** Opening Excerpted passage block **
The U.S. Supreme Court and the German Constitutional Court are again reminding their legislative counterparts in the Congress and the Bundestag about the decisive role they play in shaping the policy choices in the United States and Germany.
The decision on the constitutional parameters of health care reform reshaped the American debate and set the stage for a major clash over the Patient Protection and Affordable Care Act after the November 6 presidential elections, depending on the outcome. That decision, along with the one issued days earlier on immigration law, also underlined the continuing struggle over defining the role and reach of the federal government in determining policy. Yet it also illustrated how the polarized legislative process is increasingly turning to the courts to solve a problem the legislators cannot—or will not.
Following the Bundestag vote last Friday approving both the European Stability Mechanism (ESM) and the fiscal compact Chancellor Angela Merkel agreed to in Brussels, the Federal Constitutional Court has agreed to hear objections to consider whether these initiatives are in line with German law. The ESM needs Germany’s approval before it can take effect. If the Court blocks the ESM’s ratification, Chancellor Merkel would be embarrassed and the steps to deal with the euro zone’s crisis would be delayed for months. Even if the Court gives the go ahead, a full hearing and verdict on the case could still be pending down the road. The fact that German President Joachim Gauck decided to hold off with his signature on the law until the Court makes its ruling only adds to the drama.
The German Constitutional Court is expected to side with the chancellor. That said, the Court is also capable of issuing a warning that the debate over the ESM is not over. Three years ago, the Court stunned most of Europe when it delivered its ruling on the Lisbon Treaty. At that time, the judges declared the Lisbon Treaty is compatible with the country’s constitution, but it also said that domestic law must strengthen the Bundestag’s involvement in the implementation of European law. Part of the argument was aimed at the issue of maintaining a sufficient level of the democratic process in shaping the decisions around European integration. This red flag seemed to indicate that German sovereignty was going to remain fully in place as the European Union moved forward.
Meanwhile, the euro crisis has been generating calls for more European integration in order to get a grip on the challenges facing all members of the EU, with Chancellor Merkel in front of that effort. The danger she faces in light of the Constitutional Court’s hearing next week is the same problem President Barack Obama faced while waiting for the Supreme Court to rule on the health care law: the threat of losing legitimacy in the eyes of the voters if they hear that their elected leaders are not in line with the country’s constitution.
There is still another danger. The trend toward turning to the courts to solve legislative battles is one that reflects the inability of the legislative branch of government to forge a consensus among themselves, let alone with the electorate. The immediate ascendancy of political debate to a constitutional battle says much about both the style and the content of political discourse in democracies. The hyperbolic tendency to attribute conflicts to Manichean-level clashes is a bad sign for consensus building at a time when it is badly needed.
** Closing Excerpted passage block **
** Opening Study material block **
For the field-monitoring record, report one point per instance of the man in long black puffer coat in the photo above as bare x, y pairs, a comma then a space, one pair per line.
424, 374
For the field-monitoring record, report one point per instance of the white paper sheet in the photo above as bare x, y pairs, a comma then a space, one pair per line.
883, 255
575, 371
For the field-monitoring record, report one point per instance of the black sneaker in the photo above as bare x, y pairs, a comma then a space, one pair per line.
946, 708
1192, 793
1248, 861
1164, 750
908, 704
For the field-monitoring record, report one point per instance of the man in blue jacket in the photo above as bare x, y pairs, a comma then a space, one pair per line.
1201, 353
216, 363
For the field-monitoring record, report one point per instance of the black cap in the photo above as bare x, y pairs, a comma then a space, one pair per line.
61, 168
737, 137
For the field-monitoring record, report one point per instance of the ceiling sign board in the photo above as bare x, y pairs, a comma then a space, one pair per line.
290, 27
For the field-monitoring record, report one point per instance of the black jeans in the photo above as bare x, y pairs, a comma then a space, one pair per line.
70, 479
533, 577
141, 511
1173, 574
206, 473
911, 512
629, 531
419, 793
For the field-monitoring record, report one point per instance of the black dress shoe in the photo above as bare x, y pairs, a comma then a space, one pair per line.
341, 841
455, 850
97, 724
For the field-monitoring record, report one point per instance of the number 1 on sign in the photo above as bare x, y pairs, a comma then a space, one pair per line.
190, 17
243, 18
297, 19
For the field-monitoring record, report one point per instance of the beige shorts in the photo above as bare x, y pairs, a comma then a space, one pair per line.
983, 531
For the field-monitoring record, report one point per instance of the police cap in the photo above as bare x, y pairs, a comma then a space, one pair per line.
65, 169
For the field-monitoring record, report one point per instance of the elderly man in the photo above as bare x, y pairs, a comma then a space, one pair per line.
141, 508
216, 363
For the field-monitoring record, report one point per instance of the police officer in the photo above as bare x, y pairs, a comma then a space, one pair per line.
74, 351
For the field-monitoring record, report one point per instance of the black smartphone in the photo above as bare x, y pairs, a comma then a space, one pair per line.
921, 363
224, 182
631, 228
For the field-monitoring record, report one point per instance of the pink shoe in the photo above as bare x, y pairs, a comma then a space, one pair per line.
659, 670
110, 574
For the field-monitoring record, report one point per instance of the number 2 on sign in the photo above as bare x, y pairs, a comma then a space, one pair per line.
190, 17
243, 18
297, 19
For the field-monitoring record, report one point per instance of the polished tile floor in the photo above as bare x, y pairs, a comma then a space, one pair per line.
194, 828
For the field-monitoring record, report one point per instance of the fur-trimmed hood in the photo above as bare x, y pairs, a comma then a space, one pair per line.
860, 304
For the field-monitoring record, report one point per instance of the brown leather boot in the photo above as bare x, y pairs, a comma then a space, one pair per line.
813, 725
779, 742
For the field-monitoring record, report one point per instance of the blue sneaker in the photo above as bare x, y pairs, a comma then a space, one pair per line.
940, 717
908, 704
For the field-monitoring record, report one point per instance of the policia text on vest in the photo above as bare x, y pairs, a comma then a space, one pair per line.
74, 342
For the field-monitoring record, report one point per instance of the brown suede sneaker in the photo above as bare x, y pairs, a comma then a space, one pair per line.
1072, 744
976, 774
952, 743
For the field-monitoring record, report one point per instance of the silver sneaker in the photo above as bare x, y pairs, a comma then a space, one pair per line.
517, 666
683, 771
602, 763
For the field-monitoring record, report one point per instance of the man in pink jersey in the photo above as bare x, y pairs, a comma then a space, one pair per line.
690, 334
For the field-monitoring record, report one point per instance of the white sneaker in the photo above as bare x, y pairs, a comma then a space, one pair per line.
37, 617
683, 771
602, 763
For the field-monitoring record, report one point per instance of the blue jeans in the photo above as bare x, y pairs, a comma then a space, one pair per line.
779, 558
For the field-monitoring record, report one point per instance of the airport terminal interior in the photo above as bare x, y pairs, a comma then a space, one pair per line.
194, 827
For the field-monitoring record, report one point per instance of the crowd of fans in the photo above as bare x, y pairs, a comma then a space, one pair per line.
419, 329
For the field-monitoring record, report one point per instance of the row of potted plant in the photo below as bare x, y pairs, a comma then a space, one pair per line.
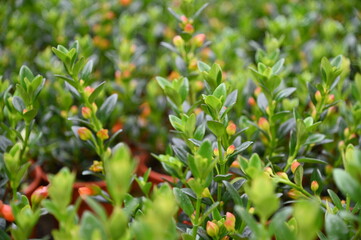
** Closing Study material block **
Using the article on the U.S. and German constitutional courts, decide whether each statement agrees with it: (a) the Bundestag approved both the European Stability Mechanism and the fiscal compact; (b) President Joachim Gauck signed the law before the Court ruled; (c) the Court found the Lisbon Treaty incompatible with Germany's constitution. Answer yes or no for each and quote the words that decide it.

(a) Yes: "Following the Bundestag vote last Friday approving both the European Stability Mechanism (ESM) and the fiscal compact"
(b) No: "German President Joachim Gauck decided to hold off with his signature on the law until the Court makes its ruling"
(c) No: "the judges declared the Lisbon Treaty is compatible with the country’s constitution"